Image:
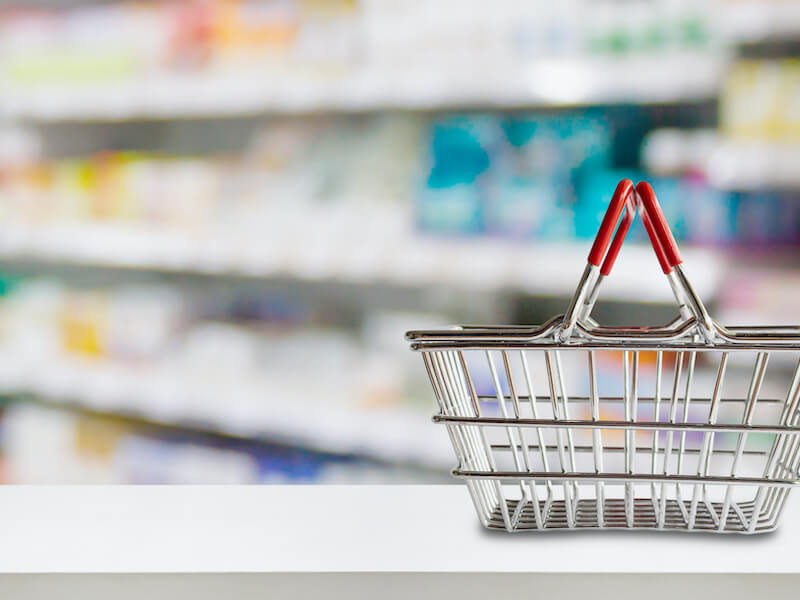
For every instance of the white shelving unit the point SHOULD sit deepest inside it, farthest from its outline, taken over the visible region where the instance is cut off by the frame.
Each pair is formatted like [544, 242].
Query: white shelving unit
□ □ □ □ □ □ □
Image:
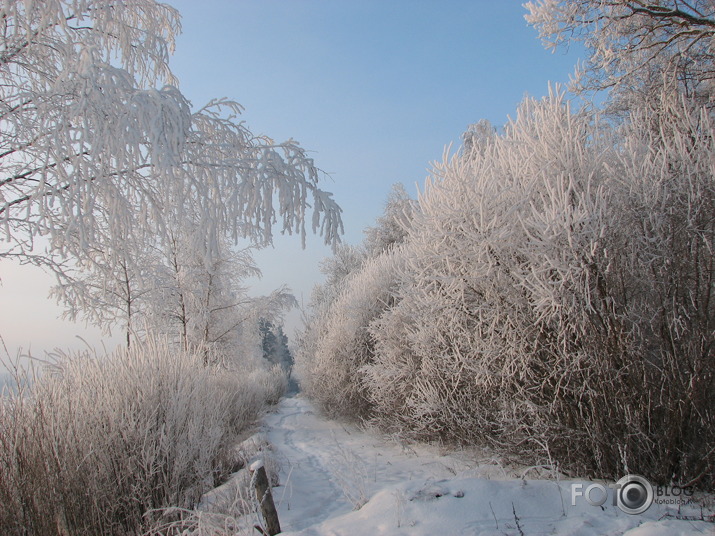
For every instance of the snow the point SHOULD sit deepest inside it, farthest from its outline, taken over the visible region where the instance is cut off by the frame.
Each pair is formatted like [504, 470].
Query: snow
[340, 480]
□ □ □ □ □ □ □
Within the listing above, extract exactly the lines from the line with "For every instance of the white" to the line with "Query: white shelving unit", the two named lines included, and no others.

- [RESPONSE]:
For every instance of the white shelving unit the point SHOULD sit deepest inside it, farthest from its outline, taken over the visible region where the instance is cut off by the frame.
Each pair is formatted like [544, 242].
Query: white shelving unit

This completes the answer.